**TASK DESCRIPTION**: Reproduce in full every line from the one containing "Expected: for every instance of the cluster" through the last line, inclusive, and offset each pixel coordinate in the answers by adding 71 to both numbers. Leave the pictures out of your answer.

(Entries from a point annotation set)
+ + + +
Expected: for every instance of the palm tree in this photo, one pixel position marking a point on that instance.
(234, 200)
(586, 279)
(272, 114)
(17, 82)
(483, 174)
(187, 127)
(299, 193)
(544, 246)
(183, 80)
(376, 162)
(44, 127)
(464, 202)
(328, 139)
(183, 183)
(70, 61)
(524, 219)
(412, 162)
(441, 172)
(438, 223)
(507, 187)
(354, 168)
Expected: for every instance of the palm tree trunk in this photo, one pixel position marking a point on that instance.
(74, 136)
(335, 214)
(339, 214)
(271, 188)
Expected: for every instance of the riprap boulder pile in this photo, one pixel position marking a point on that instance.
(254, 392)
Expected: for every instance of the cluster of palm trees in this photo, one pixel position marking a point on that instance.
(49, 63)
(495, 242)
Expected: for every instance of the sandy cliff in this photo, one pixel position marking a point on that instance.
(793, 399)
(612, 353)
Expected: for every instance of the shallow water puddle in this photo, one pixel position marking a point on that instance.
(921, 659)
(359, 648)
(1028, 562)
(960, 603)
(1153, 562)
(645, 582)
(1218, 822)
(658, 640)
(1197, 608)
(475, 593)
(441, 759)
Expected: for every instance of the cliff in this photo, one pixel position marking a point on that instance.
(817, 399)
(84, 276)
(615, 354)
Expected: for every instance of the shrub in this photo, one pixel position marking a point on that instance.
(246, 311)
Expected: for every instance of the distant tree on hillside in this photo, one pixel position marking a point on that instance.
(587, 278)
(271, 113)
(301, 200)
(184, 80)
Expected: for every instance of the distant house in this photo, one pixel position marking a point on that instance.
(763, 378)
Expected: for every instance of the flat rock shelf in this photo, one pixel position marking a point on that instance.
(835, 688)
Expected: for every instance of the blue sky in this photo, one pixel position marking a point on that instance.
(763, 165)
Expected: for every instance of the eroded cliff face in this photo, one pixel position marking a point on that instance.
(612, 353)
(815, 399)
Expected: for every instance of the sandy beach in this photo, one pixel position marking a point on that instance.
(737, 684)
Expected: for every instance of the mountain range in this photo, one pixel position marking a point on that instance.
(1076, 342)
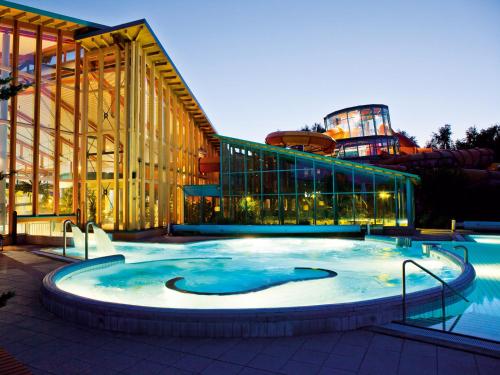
+ + + +
**RESULT**:
Expected: for every instance of the cluster of palm trees in this photo, one pixel position marking a point on that instance.
(120, 134)
(566, 313)
Expected: for every instance of the sandy cliff in this photo, one pixel position marking a point on that instance.
(864, 470)
(683, 424)
Expected: for every instance of the shallow water puddle in this photo, one pixel position marking a point on that instance.
(992, 730)
(430, 719)
(1099, 633)
(1031, 674)
(1224, 633)
(716, 653)
(1289, 893)
(729, 711)
(1268, 679)
(546, 664)
(512, 830)
Expected: for every instance of the cliff in this photo, one pixel position marking a point on that instance.
(888, 470)
(155, 347)
(686, 425)
Expected: for every instance of the shrub in this photo, one pixel position marking a point on that instance.
(317, 382)
Expected: for every instance of the distant tree on hillside in this photo, one pixel position marking a point on that instance.
(658, 349)
(342, 184)
(372, 271)
(255, 151)
Expected: for every instance of the distant house in this photo, one pixel position marking a point on that instance.
(834, 449)
Expected: for every instance of the flat rock shelf in this photo, one pixel position marking a point on that instance.
(906, 759)
Expected: for every instance of the blue sky in this photo, one pixel position marking a point on that instance.
(834, 236)
Expected: for every instance of the eroded cliff face in this photo, one pixel position marking a point on that instance.
(683, 424)
(886, 470)
Expected: for every instance of the sandy beach in this photo, one pixel position marking a point on that instance.
(808, 755)
Expected: for every instance of the mountain range in this photo, one pixel position marking a point on that instance.
(1147, 413)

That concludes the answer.